EXERCISE A: From the guarantee excerpt, quote the passage starting at "The Lender and" and ending at "to the Borrower.".
EXERCISE B: In the guarantee excerpt, under the laws of which province is the Borrower organized?

SOURCE DOCUMENT:

The Lender and Delphax
Technologies Canada Limited, a corporation organized under the laws
of the Province of Ontario (the “ Borrower ”),
are parties to a Credit and Security Agreement of even date
herewith (as the same may be amended, supplemented or restated from
time to time, the “ Credit Agreement ”) pursuant
to which the Lender may make advances and extend other financial
accommodations to the Borrower.
As a condition to extending
such credit to the Borrower, the Lender has required the execution
and delivery of this Guarantee.
ACCORDINGLY, the Guarantor,
in consideration of the premises and other good and valuable
consideration, the receipt and sufficiency of which are hereby
acknowledged, hereby agrees as follows:
1. Definitions . All terms
defined in the Credit Agreement that are not otherwise defined
herein shall have the meanings given them in the Credit
Agreement.

(Dataset excerpt)
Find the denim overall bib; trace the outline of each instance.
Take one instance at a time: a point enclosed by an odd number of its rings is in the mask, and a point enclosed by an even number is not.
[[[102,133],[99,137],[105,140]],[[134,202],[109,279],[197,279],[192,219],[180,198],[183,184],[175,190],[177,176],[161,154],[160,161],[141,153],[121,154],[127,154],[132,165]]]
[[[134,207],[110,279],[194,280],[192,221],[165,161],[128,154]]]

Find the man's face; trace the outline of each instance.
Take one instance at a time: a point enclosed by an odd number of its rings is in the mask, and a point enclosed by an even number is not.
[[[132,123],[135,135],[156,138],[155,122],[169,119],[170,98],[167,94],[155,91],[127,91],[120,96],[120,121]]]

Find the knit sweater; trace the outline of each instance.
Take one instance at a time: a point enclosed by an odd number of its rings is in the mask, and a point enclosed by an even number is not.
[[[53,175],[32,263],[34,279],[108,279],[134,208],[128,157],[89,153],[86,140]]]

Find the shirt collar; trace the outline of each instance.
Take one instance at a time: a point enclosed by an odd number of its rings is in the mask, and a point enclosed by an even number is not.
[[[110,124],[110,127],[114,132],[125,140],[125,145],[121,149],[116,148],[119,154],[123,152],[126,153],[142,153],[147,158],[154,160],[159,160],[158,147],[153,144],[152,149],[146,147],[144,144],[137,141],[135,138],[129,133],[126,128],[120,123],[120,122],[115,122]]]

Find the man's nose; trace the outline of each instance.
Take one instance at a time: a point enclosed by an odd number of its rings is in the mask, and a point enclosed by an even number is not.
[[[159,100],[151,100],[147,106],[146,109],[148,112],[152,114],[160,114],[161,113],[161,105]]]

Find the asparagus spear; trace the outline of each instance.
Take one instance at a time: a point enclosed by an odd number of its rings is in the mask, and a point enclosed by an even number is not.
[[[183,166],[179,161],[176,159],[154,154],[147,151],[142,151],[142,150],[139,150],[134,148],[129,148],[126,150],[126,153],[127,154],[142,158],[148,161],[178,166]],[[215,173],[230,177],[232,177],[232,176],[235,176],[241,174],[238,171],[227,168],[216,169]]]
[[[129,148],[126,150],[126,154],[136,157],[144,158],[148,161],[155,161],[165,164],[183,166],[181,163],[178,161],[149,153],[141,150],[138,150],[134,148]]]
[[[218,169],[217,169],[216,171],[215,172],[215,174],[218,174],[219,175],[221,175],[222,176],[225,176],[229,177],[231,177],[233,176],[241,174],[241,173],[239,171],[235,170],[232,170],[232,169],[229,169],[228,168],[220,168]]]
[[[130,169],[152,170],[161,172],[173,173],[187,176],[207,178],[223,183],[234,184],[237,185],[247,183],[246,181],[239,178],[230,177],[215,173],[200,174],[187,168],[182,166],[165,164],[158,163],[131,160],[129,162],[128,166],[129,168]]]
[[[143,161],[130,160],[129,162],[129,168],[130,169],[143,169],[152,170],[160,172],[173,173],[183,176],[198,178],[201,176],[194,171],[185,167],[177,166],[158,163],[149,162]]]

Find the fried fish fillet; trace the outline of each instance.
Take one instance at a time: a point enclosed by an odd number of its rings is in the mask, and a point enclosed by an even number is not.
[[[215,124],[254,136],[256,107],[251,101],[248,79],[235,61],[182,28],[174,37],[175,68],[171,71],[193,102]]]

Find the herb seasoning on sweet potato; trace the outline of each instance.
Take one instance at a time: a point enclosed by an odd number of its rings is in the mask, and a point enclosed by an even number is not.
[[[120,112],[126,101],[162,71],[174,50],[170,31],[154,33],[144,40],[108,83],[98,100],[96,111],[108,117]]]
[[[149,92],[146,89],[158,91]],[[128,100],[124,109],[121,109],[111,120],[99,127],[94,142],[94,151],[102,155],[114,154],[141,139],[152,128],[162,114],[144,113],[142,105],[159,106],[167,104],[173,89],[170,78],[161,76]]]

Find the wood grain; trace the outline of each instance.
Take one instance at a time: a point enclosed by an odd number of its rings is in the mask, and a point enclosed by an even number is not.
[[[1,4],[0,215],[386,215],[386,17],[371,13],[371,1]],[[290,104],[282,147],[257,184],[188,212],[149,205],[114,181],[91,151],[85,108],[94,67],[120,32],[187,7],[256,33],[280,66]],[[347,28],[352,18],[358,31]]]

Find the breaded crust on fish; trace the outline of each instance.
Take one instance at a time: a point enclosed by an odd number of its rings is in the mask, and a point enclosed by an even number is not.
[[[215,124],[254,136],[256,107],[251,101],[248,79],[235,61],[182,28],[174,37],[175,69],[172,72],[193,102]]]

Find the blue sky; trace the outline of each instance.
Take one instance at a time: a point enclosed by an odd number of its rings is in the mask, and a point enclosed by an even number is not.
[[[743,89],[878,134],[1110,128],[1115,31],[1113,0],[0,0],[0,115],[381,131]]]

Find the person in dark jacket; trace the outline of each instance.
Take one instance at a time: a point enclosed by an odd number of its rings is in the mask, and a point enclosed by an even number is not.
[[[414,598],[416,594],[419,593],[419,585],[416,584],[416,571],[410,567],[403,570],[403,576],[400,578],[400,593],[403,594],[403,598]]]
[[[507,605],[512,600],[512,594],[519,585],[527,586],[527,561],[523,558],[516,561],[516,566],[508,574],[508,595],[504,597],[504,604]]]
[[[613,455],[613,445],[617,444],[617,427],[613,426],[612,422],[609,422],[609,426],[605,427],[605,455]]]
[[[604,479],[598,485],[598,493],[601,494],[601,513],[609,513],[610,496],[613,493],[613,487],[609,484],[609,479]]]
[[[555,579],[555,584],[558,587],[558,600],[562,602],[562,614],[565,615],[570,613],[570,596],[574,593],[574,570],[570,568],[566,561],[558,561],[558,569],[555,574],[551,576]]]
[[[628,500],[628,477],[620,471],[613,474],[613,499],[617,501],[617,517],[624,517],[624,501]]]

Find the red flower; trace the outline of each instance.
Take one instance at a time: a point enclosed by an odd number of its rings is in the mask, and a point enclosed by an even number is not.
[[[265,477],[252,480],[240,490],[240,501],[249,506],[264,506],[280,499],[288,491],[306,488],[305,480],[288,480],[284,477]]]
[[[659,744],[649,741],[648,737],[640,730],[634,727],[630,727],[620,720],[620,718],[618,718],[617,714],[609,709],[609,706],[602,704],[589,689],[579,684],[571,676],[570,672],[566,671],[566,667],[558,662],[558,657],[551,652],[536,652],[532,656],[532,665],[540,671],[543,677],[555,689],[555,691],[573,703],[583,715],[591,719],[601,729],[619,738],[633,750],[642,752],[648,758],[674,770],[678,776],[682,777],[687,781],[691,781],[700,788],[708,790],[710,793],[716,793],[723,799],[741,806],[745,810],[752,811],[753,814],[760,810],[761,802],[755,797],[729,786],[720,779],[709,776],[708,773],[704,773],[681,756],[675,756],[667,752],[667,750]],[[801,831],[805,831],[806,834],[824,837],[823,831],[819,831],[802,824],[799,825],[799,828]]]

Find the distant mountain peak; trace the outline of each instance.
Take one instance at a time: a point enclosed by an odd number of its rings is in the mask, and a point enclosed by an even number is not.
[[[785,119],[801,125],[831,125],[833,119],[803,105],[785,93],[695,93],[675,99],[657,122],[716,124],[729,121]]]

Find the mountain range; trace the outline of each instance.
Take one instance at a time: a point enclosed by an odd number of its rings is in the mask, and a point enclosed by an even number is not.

OUTPUT A:
The Lender and Delphax
Technologies Canada Limited, a corporation organized under the laws
of the Province of Ontario (the “ Borrower ”),
are parties to a Credit and Security Agreement of even date
herewith (as the same may be amended, supplemented or restated from
time to time, the “ Credit Agreement ”) pursuant
to which the Lender may make advances and extend other financial
accommodations to the Borrower.

OUTPUT B: Ontario